**TEXT PROVIDED:**
___

Not sure if you'll find this answer useful because it's going to be fairly general, and you may have to figure out how to adapt these ideas to React Native, but here are a few thoughts.

Don't try to find some universal commonality in the details of how shapes are manipulated, because these are all very different. You can't base your design on that.

I presume what you want, architecturally, is the ability to relatively easily extend the application with new shapes - without having to change things all over the codebase.

So, on a high level, think of it like this - for each shape, you need (1) a representation of that shape + (2) a UI for manipulating that shape. So what you want when adding a new shape is, ideally, to just define (1) & (2) - perhaps as a couple of new classes - and plug them into the existing application, without doing much else.

Another aspect that's helpful to consider, design-wise, is that your shapes play two distinct roles in the application.

One role is that of a drawable (or renderable). I.e., something that can be drawn (or, rather, knows how to draw itself). When the application needs to draw something, it doesn't need to know what it is, what shape it has, what are its logical properties. In the simplest case, it just needs to know that it has a draw() method (it can be asked to draw itself). Or in a more flexible alternative, a draw(graphicsContext) method - so that it can be told onto which surface it should draw itself (e.g., if you have several drawing surfaces, like the main canvas, and a preview of the shape in a shape picker). The graphicsContext parameter here is the object on which you can call primitive draw methods (I'm thinking of something like the HTML canvas object here). Or, if you are using SVG, draw() (or render()) could produce the appropriate SVG markup. In any case, it would be some variation of that idea.

___

**REQUIREMENTS:**
[A] In the forum answer on shape design, which two things does each shape need?
[B] Write the next part of the forum answer on shape design, picking up right after its final sentence.
The items that come next are separate material and are not part of the forum answer on shape design.

___

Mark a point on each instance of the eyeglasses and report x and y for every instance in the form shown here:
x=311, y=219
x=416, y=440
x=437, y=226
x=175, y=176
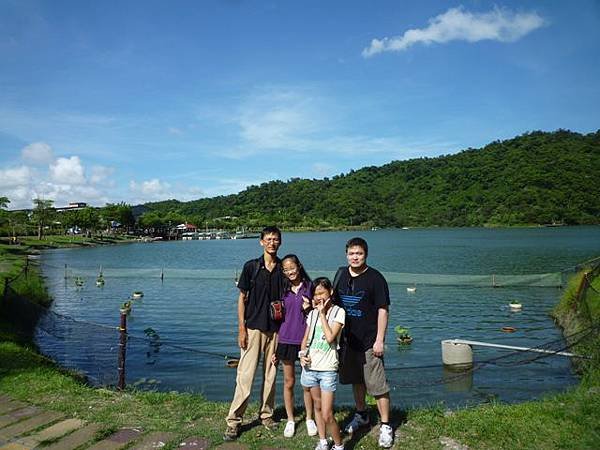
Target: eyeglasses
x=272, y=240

___

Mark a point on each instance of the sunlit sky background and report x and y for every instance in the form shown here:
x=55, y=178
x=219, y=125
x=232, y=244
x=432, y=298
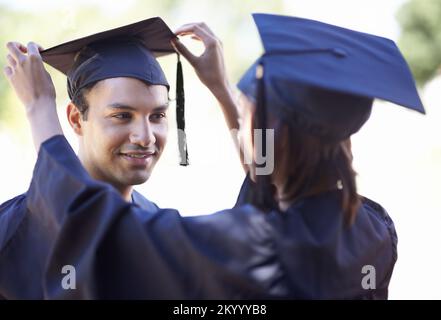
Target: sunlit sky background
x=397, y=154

___

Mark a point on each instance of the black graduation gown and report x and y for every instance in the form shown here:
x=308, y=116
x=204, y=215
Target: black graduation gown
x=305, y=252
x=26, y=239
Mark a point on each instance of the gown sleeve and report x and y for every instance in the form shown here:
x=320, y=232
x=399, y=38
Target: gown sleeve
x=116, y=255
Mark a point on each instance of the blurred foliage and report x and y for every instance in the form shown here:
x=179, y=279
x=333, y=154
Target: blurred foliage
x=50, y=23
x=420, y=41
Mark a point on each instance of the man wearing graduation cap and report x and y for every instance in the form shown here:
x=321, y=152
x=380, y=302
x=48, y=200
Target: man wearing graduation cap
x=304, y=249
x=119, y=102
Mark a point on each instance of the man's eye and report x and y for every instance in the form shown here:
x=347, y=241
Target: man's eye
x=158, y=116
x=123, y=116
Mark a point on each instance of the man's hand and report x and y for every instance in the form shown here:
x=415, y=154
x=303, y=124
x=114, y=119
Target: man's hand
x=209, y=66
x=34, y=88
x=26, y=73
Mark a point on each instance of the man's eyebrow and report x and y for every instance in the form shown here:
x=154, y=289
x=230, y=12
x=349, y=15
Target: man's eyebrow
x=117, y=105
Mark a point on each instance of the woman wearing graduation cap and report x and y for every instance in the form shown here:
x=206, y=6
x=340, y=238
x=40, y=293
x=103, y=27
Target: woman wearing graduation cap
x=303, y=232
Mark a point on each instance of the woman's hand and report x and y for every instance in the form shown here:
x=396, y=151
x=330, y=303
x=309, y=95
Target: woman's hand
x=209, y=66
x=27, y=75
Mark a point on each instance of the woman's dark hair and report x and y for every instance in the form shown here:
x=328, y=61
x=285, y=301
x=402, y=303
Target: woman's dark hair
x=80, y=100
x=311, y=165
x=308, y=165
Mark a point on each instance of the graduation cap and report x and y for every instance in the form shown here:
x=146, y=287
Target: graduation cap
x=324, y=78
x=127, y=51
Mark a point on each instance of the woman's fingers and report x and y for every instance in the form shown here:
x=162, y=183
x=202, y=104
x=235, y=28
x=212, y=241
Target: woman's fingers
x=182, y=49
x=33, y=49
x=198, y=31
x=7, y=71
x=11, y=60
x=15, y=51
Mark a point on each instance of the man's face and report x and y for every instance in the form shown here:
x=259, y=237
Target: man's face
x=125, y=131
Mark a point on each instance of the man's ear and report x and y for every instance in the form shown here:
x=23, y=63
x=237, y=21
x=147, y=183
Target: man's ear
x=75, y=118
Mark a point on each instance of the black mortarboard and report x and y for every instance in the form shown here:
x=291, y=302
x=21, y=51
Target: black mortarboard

___

**RESPONSES FOR EACH TASK:**
[A] Each shape needs a representation of that shape and a UI for manipulating it.

[B]
This means that, to the component that governs the drawing, all these objects can look the same. It just needs a list of IDrawable-s.

The other role is that of an object being manipulated by a particular shape manipulation UI. In this case, each shape looks distinct, and supports a distinct set of methods. The question here is, when you detect a click on a particular shape, how do you determine the type of the shape, in order to instantiate the correct user interface.

One way to do it is to somehow query for the shape type (you could use some inbuilt type querying mechanism, or simply have a type-discriminating property on the shape), and then type cast as necessary.

But, you could do it in a different way. Let's think this through. You have the "canvas" - the workspace where the shapes are shown. The shapes need to be drawable and clickable/dragable. You have the UI area (say, a separate <div>) where you can inject the UI for manipulating the shape. The application doesn't need to know what the UI is, it just needs to be able to get it from somewhare, so that it can inject it and show it. What if the shape, when clicked, was able to provide this UI object?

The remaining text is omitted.